> [CHALLENGE] Turn every line of the rows below into a Markdown table with two columns, No for the row number and Line for the line itself, leaving out any blank lines.

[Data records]
-----
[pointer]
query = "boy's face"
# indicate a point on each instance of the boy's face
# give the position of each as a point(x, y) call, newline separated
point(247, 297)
-----
> [ANSWER IN FULL]
| No | Line |
|---|---|
| 1 | [pointer] |
| 2 | query = "boy's face" |
| 3 | # indicate a point on each instance of the boy's face |
| 4 | # give the position of each as a point(x, y) call, newline separated |
| 5 | point(247, 297) |